--- STUDY TEXT ---
________________________________________

U.S. braces for tough COVID-19 week, deaths drop in parts of Europe

April 6, 2020

Top U.S. health officials warn that the nation is in for a tough week ahead with more COVID-19 cases and deaths, as activity in some European countries—including some of world's main hot spots—showed more signs of slowing.

 As of April 5, the U.S. total is approaching 350,000 cases, including almost 10,000 deaths, according to the Johns Hopkins online dashboard. Globally, the total passed 1,275,000 from 183 countries, including almost 70,000 deaths. The World Health Organization (WHO) said in its latest daily situation report that the Falkland Islands, home to about 3,400 people, reported its first cases.

On CBS's Face the Nation, Tony Fauci, MD, director of the National Institute of Allergy and Infectious Diseases (NIAID), said the country is struggling to get COVID-19 activity under control and warned that the next week would be bad, because the outbreak is not at its peak yet. He said he hoped to see some flattening of the curve in a week to nine days. At a White House briefing, President Trump also warned of a tough week ahead, as did Surgeon General Jerome Adams in an interview with Fox News.

So far, eight states haven't implemented stay-at-home orders. They include Utah, Iowa, North Dakota, South Dakota, Wyoming, Arkansas, Nebraska, and South Carolina.

________________________________________

Data excerpts
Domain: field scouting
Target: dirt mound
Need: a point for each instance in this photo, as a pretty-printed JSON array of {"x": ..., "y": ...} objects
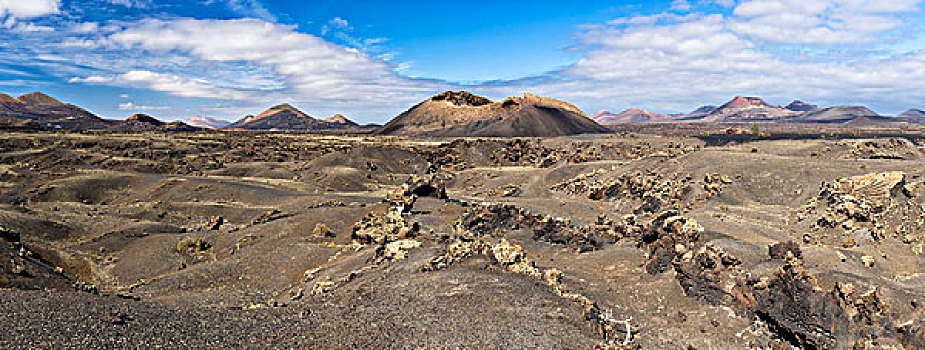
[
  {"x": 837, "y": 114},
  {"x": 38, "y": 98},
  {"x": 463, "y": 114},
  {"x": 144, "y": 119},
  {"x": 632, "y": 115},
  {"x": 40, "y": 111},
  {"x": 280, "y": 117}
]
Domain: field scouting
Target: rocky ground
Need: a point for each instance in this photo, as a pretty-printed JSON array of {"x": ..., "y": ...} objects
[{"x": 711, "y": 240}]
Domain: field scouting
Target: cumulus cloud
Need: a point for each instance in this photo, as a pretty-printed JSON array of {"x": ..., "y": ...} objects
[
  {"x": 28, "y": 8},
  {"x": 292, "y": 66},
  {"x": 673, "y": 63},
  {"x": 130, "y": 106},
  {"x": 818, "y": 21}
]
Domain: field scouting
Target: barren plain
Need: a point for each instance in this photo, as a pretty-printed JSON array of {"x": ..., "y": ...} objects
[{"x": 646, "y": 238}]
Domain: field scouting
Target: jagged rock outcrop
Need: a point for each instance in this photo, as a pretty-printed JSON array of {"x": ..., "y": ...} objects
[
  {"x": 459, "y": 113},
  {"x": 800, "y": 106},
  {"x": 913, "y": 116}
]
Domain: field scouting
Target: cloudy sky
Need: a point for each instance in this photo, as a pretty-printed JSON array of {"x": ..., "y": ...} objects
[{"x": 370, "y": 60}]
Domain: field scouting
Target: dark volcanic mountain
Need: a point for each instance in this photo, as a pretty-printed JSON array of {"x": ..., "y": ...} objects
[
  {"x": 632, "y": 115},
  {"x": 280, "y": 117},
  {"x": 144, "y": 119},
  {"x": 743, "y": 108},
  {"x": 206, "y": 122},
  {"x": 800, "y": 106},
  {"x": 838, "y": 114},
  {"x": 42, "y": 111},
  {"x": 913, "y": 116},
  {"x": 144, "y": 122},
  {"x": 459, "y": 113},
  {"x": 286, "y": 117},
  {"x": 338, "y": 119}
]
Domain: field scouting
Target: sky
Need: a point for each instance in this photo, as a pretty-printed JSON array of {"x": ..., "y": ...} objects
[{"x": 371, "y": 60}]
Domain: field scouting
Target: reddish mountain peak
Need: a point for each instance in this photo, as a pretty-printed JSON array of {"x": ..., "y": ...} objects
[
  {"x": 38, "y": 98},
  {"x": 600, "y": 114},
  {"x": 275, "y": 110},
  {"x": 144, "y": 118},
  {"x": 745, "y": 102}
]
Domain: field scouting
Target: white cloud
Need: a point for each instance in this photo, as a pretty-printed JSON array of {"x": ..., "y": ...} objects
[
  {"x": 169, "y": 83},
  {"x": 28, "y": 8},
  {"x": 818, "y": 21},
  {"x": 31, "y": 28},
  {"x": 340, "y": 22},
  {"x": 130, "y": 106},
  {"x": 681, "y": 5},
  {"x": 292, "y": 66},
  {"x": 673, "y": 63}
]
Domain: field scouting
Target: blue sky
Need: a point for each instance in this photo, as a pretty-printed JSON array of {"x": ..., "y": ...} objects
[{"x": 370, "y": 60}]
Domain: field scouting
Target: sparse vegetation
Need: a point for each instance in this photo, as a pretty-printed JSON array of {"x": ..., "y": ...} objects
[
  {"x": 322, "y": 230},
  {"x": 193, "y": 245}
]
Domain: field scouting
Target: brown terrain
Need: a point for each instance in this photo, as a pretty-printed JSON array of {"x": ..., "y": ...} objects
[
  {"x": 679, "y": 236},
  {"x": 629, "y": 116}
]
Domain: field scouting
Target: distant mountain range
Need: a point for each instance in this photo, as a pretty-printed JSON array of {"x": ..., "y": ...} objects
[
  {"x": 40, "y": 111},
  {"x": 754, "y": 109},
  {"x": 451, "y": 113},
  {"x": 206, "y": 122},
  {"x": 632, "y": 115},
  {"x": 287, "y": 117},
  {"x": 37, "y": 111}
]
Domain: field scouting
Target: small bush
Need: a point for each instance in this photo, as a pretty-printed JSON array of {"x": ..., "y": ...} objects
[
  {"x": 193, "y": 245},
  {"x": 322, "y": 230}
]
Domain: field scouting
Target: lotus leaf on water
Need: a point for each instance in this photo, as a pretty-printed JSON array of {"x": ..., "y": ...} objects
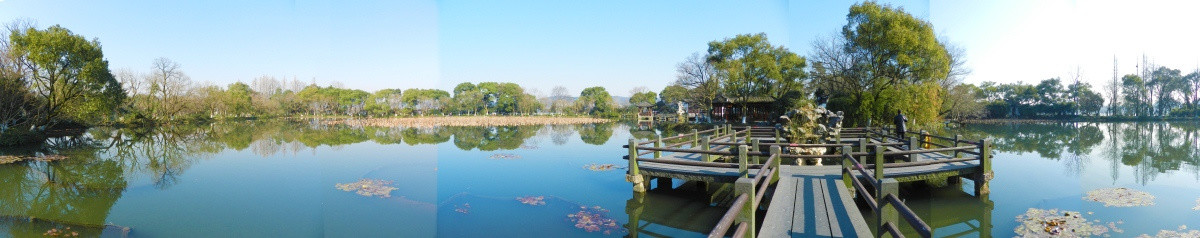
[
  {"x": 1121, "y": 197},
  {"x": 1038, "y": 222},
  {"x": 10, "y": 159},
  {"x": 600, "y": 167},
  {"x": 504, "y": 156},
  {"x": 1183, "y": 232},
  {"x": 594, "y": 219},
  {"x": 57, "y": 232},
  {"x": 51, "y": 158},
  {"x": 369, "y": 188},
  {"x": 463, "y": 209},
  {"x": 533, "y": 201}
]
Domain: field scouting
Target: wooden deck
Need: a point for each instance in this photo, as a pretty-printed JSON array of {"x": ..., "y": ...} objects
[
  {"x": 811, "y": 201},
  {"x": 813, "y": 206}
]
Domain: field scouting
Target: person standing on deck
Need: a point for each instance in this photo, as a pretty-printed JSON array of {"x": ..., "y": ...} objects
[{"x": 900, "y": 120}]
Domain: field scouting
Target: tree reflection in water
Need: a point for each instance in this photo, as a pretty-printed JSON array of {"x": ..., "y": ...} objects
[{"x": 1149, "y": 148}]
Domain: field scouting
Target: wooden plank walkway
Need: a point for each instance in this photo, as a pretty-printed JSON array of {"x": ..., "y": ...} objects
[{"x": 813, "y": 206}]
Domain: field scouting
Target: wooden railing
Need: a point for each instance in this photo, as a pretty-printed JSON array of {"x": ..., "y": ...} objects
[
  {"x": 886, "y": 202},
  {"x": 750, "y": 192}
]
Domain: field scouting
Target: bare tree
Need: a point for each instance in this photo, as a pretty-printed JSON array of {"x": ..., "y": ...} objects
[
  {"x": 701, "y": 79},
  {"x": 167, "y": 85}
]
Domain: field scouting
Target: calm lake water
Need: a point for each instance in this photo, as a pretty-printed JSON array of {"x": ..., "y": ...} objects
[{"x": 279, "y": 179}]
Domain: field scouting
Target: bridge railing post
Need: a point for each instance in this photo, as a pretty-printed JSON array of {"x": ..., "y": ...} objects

________________________________________

--- PROBLEM STATEMENT ---
Reproduce the passage of the COVID-19 news report that runs between "U.S. braces for" and "its first cases.", inclusive. The records are separate material with no connection to the COVID-19 news report.

--- RESPONSE ---
U.S. braces for tough COVID-19 week, deaths drop in parts of Europe

April 6, 2020

Top U.S. health officials warn that the nation is in for a tough week ahead with more COVID-19 cases and deaths, as activity in some European countries—including some of world's main hot spots—showed more signs of slowing.

 As of April 5, the U.S. total is approaching 350,000 cases, including almost 10,000 deaths, according to the Johns Hopkins online dashboard. Globally, the total passed 1,275,000 from 183 countries, including almost 70,000 deaths. The World Health Organization (WHO) said in its latest daily situation report that the Falkland Islands, home to about 3,400 people, reported its first cases.